Photo-based referring expression data:
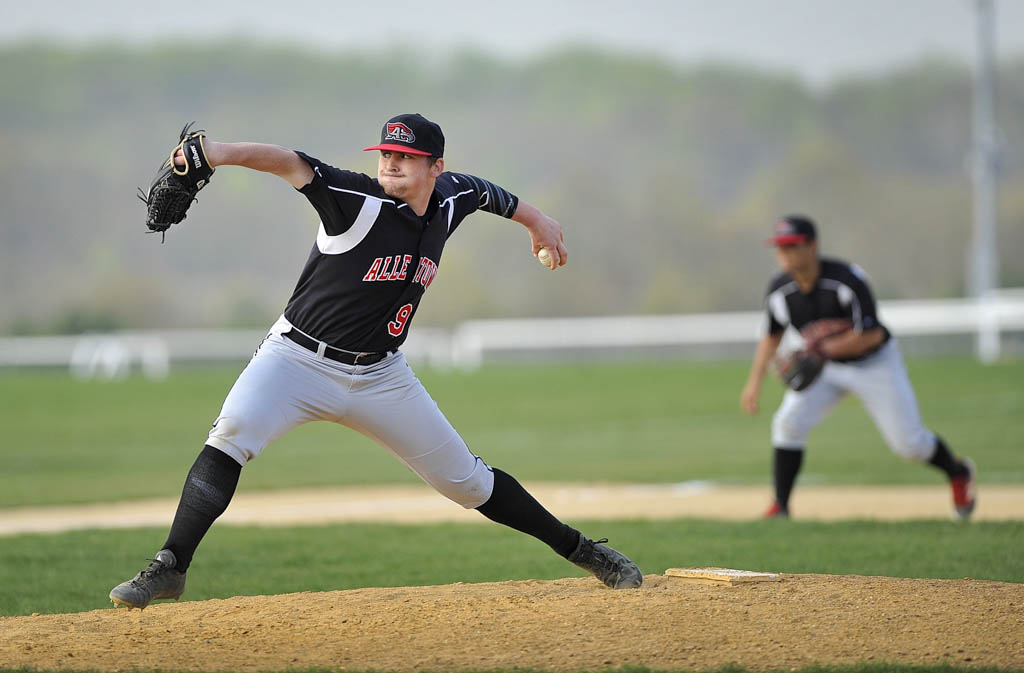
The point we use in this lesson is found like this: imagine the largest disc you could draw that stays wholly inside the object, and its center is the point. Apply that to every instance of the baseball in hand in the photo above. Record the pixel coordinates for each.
(545, 257)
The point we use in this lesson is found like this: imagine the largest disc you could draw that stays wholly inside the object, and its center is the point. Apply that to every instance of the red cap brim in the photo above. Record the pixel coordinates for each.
(404, 149)
(786, 240)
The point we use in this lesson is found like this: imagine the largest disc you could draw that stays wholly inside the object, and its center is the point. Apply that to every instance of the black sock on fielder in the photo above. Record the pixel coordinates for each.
(511, 505)
(208, 490)
(785, 466)
(944, 460)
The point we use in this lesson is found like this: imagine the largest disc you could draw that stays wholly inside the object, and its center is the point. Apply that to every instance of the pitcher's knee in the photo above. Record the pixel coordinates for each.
(786, 431)
(228, 434)
(918, 446)
(471, 491)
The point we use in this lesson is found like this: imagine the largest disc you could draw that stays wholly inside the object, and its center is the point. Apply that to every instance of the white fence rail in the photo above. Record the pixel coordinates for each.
(115, 354)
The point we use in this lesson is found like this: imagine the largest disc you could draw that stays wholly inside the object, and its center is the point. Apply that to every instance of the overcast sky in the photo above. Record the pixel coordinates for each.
(818, 39)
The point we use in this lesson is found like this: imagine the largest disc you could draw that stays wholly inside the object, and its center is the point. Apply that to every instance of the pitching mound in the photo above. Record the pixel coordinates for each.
(562, 625)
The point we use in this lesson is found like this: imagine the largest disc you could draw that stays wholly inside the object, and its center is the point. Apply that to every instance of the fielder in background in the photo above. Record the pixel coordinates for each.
(334, 354)
(830, 303)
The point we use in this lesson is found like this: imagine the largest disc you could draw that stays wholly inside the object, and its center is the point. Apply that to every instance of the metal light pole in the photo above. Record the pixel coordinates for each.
(983, 277)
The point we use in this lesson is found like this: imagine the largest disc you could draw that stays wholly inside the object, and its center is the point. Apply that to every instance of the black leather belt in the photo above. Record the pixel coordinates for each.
(337, 354)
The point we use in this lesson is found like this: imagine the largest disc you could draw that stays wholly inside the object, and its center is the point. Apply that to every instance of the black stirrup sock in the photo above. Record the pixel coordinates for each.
(786, 466)
(511, 505)
(208, 489)
(943, 459)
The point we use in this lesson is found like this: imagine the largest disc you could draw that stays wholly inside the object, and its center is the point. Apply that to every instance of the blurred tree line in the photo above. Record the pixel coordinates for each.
(667, 178)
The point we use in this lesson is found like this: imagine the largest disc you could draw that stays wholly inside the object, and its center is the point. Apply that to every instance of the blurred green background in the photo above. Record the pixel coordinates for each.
(666, 176)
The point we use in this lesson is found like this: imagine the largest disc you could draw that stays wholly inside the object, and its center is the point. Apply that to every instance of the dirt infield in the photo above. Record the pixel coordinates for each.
(562, 625)
(416, 504)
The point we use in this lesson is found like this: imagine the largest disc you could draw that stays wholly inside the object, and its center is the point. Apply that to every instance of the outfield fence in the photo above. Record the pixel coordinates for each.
(989, 327)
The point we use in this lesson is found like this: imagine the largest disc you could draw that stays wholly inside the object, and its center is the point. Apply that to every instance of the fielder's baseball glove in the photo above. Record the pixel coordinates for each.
(802, 368)
(174, 188)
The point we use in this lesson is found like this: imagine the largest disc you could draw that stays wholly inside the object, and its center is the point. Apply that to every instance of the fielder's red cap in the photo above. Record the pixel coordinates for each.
(793, 229)
(412, 134)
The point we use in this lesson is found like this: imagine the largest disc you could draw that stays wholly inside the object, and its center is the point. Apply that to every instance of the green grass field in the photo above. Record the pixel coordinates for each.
(74, 572)
(71, 442)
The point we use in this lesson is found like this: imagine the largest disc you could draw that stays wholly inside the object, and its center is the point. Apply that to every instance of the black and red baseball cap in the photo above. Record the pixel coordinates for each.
(794, 229)
(412, 134)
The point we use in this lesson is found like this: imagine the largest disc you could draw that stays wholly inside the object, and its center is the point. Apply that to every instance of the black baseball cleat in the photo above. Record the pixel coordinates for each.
(606, 564)
(160, 580)
(776, 510)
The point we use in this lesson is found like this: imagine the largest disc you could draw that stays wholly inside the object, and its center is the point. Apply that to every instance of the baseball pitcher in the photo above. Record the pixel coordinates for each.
(335, 352)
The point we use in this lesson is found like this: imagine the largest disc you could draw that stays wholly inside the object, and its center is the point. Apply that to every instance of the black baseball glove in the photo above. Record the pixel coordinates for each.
(174, 187)
(802, 368)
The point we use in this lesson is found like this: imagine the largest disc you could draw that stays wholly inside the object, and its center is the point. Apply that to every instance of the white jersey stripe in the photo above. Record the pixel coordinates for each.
(342, 243)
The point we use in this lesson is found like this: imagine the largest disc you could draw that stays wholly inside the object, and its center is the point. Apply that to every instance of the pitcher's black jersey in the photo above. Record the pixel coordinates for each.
(374, 257)
(841, 293)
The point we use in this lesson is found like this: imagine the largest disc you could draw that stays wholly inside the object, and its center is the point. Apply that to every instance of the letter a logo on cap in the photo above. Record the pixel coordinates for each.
(400, 132)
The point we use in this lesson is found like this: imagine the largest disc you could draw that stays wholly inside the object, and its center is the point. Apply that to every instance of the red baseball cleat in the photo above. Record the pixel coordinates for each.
(964, 495)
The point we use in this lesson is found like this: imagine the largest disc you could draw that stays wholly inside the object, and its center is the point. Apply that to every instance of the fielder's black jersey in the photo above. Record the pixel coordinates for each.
(840, 296)
(374, 257)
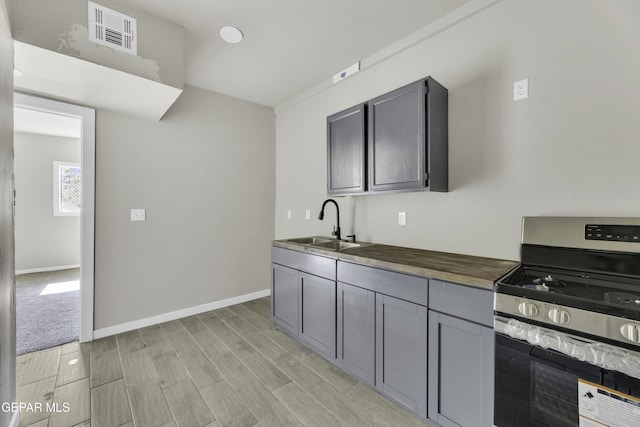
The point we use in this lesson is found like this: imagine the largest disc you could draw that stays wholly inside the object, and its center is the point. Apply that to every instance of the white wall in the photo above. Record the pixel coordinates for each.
(570, 149)
(61, 26)
(205, 175)
(7, 277)
(42, 239)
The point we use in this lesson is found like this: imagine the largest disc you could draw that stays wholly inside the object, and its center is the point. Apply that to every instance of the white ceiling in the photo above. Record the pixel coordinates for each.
(289, 45)
(43, 123)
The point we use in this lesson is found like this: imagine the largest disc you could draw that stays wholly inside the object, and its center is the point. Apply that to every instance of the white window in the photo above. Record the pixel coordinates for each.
(67, 178)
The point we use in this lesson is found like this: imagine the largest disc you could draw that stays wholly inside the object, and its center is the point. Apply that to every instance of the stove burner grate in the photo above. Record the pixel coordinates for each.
(622, 298)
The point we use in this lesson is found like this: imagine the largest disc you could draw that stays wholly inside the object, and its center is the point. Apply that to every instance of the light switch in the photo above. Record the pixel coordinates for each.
(402, 218)
(138, 215)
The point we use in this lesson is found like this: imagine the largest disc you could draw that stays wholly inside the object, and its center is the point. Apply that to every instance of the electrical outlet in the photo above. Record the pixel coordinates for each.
(402, 218)
(138, 215)
(521, 90)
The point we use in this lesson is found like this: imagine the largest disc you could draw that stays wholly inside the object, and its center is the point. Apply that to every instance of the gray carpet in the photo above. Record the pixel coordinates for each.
(47, 312)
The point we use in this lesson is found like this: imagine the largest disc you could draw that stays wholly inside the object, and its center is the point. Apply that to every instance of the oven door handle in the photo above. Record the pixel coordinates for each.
(596, 353)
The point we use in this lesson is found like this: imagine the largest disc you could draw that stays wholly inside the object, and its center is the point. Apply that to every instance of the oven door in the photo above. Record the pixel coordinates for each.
(538, 387)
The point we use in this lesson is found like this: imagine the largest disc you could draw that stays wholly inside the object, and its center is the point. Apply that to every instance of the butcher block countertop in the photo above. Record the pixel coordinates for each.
(469, 270)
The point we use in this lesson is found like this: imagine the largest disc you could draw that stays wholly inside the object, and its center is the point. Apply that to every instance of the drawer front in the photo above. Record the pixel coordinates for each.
(462, 301)
(308, 263)
(403, 286)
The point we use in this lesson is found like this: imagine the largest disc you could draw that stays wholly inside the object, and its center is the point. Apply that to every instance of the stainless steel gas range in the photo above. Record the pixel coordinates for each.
(567, 325)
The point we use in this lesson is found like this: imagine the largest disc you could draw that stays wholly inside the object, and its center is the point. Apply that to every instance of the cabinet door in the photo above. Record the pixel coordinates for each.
(318, 314)
(356, 332)
(346, 155)
(460, 371)
(284, 297)
(401, 352)
(396, 139)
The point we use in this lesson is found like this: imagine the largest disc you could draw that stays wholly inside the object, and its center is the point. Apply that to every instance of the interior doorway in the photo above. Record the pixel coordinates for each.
(73, 196)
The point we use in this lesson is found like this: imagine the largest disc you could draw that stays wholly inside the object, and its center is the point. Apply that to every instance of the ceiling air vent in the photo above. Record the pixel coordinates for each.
(113, 29)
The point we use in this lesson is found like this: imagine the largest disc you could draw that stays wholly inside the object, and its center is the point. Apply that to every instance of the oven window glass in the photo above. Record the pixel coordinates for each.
(536, 387)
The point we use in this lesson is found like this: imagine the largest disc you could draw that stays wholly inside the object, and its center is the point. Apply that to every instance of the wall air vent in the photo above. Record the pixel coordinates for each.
(113, 29)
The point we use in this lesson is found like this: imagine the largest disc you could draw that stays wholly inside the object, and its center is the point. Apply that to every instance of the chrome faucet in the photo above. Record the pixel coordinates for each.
(336, 229)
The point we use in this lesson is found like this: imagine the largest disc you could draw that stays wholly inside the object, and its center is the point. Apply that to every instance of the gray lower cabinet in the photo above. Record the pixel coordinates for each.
(284, 297)
(407, 138)
(356, 332)
(424, 343)
(318, 314)
(401, 352)
(303, 298)
(461, 355)
(346, 152)
(460, 372)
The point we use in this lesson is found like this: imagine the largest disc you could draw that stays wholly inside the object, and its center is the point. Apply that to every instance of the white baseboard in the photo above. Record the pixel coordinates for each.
(15, 420)
(44, 269)
(178, 314)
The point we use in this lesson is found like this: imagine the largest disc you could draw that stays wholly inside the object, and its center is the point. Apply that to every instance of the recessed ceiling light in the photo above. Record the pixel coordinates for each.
(231, 34)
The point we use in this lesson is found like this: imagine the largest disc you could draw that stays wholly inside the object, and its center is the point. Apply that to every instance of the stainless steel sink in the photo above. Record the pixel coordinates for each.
(314, 240)
(326, 243)
(336, 245)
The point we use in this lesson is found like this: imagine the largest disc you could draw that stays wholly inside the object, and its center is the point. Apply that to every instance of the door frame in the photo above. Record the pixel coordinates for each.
(87, 216)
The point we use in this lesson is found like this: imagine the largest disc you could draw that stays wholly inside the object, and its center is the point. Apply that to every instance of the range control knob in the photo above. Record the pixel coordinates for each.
(528, 309)
(559, 316)
(631, 331)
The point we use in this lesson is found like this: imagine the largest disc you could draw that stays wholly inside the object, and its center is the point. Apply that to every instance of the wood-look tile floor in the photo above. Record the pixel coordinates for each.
(228, 367)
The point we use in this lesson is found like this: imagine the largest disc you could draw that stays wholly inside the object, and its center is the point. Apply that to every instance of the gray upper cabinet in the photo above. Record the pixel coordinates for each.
(346, 153)
(407, 139)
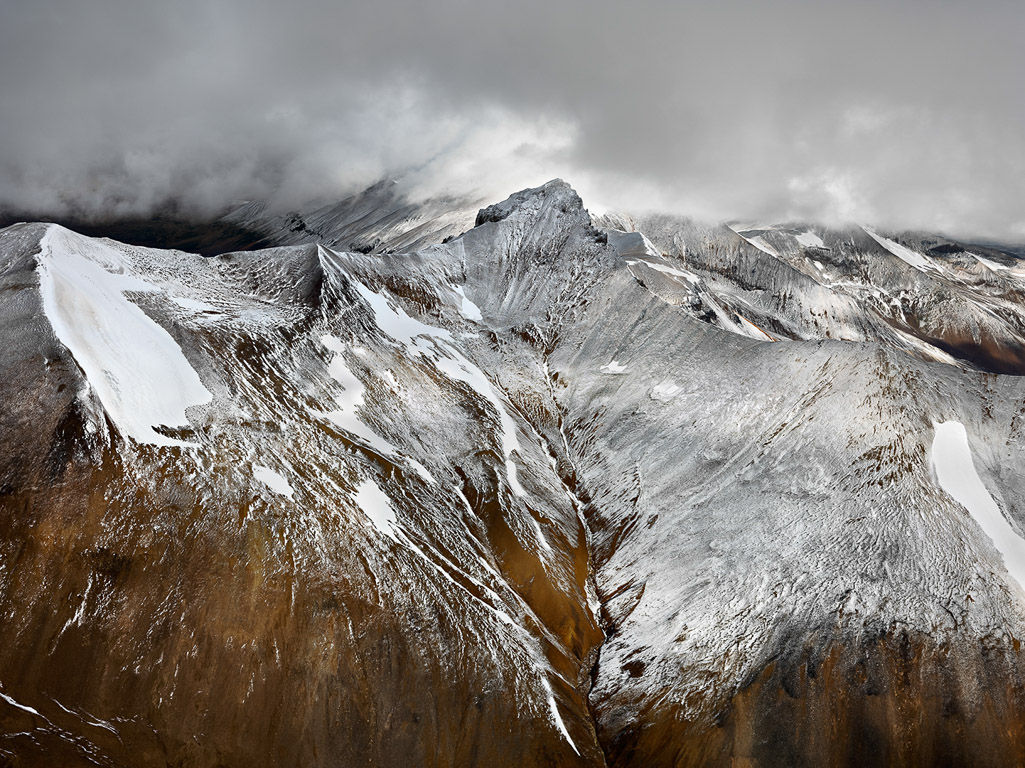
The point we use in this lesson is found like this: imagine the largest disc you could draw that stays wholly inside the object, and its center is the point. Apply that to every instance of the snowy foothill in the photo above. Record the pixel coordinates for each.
(133, 365)
(951, 460)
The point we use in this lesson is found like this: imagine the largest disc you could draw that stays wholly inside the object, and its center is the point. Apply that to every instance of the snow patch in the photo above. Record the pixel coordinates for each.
(903, 253)
(951, 459)
(557, 718)
(665, 392)
(274, 481)
(377, 507)
(989, 264)
(135, 367)
(810, 240)
(613, 367)
(466, 308)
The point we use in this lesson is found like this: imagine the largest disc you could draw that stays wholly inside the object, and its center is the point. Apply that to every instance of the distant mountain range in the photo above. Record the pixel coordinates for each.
(395, 483)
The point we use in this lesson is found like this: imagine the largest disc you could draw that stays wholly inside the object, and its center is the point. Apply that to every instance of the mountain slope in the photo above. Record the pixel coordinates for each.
(542, 494)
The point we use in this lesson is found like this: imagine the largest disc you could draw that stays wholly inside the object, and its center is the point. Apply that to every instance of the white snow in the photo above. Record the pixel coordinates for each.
(665, 392)
(759, 242)
(750, 329)
(613, 367)
(134, 366)
(274, 481)
(377, 507)
(466, 308)
(394, 321)
(440, 350)
(19, 705)
(194, 305)
(661, 267)
(903, 253)
(541, 538)
(988, 264)
(459, 368)
(351, 399)
(557, 718)
(951, 459)
(810, 240)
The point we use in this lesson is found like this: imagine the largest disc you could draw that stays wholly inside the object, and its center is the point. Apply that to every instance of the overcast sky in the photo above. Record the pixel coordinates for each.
(906, 113)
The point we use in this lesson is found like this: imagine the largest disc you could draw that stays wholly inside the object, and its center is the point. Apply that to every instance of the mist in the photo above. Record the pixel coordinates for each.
(906, 115)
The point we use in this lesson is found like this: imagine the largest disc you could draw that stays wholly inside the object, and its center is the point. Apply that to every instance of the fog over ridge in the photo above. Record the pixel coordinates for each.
(905, 114)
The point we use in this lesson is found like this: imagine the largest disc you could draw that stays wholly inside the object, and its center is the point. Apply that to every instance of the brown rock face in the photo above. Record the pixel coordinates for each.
(894, 699)
(504, 501)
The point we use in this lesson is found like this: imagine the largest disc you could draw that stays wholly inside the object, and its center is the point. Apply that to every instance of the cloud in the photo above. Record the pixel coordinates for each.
(903, 114)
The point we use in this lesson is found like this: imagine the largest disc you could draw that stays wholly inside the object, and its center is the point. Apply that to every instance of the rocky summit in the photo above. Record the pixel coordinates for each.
(559, 490)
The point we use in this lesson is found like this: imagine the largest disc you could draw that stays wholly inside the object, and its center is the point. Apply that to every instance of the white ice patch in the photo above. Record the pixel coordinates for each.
(440, 350)
(951, 459)
(194, 305)
(665, 392)
(613, 367)
(661, 267)
(459, 368)
(274, 481)
(466, 308)
(134, 366)
(988, 264)
(377, 507)
(810, 240)
(394, 321)
(17, 704)
(557, 718)
(350, 400)
(750, 329)
(903, 253)
(541, 538)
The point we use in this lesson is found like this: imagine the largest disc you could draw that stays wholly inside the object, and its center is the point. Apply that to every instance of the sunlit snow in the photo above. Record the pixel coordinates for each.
(613, 367)
(273, 480)
(810, 240)
(135, 367)
(951, 458)
(377, 508)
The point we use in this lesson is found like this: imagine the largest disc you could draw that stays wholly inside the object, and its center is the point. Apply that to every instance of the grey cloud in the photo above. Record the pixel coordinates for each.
(906, 114)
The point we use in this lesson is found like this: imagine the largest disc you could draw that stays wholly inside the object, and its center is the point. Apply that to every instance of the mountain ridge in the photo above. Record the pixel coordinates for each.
(544, 493)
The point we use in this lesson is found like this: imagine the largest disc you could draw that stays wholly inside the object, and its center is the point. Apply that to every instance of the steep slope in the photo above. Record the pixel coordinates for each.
(379, 218)
(542, 494)
(933, 297)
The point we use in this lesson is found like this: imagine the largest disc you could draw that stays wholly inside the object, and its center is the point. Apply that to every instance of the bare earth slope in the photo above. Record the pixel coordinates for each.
(543, 494)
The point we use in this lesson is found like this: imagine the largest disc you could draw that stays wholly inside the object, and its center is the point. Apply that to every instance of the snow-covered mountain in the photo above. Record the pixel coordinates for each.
(559, 490)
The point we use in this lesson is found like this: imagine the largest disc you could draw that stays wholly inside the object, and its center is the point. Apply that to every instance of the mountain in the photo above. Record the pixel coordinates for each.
(560, 490)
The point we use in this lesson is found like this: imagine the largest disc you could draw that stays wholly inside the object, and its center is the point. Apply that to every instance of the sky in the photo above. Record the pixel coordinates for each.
(906, 114)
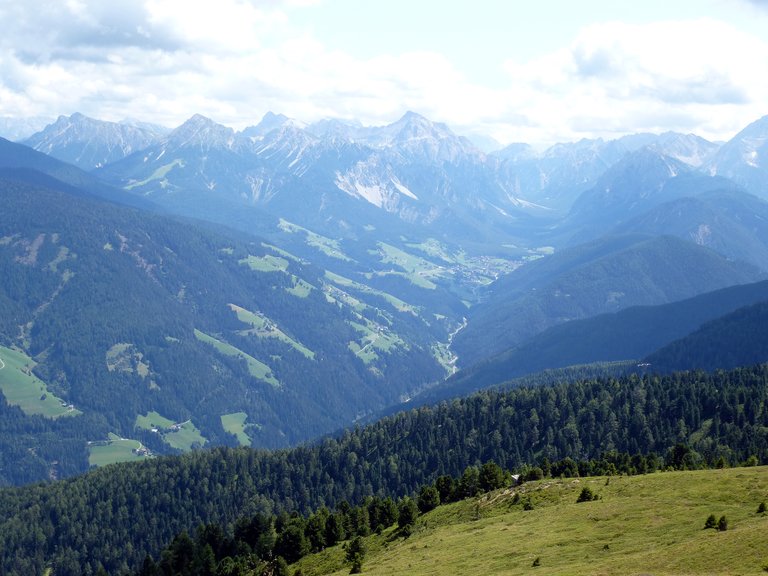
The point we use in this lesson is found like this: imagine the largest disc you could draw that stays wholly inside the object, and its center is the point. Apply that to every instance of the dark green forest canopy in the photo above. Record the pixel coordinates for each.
(115, 515)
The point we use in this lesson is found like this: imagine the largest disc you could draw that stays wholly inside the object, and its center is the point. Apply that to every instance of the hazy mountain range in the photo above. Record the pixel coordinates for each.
(273, 284)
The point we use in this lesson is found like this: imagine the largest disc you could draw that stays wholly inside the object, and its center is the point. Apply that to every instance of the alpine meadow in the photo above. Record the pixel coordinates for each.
(307, 288)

WHAT THE EXERCISE ASKS:
Leave out the pictures and copy exactly the lines from the one with "instance of the sky" through the last line of the records above.

EXERCISE RESULT:
The point we use in this lesson is found like this: imagine the largest disc you could draw that stays wholly inside the object, and its center is the point. Apply that to every instance of the sky in the photo above. Record the pixel coordinates for each.
(906, 114)
The point we use in this lesson is found like this: imagine the largest disc you could draw that stays wholly inside the object, and its center is the point. Apply that to every instance of the dark green forest canopy in the photo above. Record the pixel coordinates for each.
(115, 515)
The point we use in this lesson is found like this: imagine the largest disc you could draw that stays wholly inside the object, and its center is the point. Apply that to every instance of the hazy mountain range in the photo above. Record the pixel coordinates for each.
(273, 284)
The point we use in this lesson is found like this: imagine the largest disc you could draw that stays wholly inside the object, and its center is the point. Apply that to every instance of the alpine meadow in the photo above. Record the pixel coordinates for each.
(307, 288)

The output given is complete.